How many lines below hold the string "bobsled"? Report that number alone.
START ENTRIES SHOWN
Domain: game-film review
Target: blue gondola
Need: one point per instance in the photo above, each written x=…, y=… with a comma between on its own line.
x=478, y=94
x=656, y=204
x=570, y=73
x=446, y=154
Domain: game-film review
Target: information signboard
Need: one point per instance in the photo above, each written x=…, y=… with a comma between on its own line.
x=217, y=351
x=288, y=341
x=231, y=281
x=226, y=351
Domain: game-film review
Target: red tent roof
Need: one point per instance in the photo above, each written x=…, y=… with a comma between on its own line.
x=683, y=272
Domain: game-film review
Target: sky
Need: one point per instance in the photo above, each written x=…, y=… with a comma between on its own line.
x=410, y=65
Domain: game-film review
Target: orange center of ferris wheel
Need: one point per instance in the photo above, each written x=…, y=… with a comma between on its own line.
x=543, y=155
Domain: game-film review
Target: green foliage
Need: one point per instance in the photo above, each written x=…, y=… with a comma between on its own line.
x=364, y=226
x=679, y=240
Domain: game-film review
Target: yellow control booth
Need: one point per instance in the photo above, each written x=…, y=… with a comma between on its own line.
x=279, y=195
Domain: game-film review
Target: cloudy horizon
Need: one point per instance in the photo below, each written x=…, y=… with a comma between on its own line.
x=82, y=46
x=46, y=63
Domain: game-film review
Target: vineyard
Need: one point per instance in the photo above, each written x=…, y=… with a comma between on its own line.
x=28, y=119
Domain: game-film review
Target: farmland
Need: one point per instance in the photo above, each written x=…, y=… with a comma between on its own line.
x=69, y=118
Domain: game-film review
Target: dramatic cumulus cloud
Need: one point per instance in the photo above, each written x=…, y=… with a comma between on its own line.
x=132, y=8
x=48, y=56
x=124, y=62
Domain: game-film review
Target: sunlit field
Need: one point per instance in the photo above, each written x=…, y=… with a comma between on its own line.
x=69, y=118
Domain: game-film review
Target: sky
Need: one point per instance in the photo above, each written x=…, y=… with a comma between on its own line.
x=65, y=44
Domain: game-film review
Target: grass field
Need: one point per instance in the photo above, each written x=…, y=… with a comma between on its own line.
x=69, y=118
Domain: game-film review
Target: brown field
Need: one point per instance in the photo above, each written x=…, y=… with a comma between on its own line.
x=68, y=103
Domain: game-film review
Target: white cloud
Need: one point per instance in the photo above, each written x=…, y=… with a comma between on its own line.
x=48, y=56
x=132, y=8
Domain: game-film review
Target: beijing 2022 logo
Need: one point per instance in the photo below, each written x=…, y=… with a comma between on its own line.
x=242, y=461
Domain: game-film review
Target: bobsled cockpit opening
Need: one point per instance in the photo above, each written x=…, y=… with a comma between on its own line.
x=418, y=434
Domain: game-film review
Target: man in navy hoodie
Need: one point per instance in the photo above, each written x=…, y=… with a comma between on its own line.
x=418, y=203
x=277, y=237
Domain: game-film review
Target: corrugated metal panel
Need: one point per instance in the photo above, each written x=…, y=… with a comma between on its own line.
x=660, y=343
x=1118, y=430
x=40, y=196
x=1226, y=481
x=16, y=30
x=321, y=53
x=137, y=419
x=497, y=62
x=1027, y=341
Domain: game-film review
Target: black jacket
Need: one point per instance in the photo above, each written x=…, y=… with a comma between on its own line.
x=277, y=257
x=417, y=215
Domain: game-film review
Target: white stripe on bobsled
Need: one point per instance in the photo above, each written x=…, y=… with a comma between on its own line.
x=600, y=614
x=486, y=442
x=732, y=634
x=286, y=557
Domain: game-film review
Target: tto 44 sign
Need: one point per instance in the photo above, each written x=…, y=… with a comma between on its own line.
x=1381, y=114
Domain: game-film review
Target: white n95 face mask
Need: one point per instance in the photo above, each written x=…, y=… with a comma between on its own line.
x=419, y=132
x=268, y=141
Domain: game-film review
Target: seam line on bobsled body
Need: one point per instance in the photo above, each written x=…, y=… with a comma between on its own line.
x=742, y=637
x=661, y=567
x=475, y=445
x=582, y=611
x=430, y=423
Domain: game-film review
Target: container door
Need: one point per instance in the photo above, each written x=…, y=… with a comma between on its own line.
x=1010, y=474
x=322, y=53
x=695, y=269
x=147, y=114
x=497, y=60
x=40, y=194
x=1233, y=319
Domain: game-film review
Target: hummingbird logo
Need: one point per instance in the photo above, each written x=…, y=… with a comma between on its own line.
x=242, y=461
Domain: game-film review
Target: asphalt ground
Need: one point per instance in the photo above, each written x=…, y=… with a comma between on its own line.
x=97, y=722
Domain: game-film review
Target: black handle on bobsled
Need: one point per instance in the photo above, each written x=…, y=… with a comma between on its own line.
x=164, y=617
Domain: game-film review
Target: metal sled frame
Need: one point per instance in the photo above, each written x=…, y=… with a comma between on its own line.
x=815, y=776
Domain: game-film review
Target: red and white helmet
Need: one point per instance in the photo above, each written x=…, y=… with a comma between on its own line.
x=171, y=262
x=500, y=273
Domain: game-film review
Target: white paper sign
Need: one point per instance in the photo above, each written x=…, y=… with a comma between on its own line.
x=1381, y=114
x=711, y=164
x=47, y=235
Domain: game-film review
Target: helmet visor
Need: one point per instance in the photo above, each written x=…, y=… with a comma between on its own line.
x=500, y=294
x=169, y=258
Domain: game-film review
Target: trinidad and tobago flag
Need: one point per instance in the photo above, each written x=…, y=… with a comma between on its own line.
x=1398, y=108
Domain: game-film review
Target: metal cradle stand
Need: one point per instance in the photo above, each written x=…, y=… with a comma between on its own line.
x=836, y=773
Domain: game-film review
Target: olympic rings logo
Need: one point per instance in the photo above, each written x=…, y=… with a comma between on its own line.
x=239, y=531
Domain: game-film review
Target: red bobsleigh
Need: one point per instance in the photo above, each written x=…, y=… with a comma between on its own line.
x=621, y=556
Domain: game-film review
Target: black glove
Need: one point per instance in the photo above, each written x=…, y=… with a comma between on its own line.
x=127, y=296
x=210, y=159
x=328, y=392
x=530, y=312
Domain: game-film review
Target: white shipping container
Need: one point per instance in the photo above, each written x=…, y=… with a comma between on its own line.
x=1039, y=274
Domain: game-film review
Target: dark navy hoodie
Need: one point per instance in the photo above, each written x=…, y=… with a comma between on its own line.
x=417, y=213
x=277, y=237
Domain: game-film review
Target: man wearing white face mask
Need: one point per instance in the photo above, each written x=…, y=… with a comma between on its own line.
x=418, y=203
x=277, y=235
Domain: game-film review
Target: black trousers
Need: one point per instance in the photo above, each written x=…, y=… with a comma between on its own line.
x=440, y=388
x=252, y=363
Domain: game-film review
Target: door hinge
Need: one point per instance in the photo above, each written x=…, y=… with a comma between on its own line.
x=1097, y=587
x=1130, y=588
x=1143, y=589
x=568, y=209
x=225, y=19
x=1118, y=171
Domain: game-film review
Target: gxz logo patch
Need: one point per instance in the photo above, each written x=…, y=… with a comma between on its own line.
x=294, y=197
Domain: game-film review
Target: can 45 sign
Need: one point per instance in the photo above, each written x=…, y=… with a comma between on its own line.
END ENTRIES SHOWN
● OUTPUT FOR THIS TASK:
4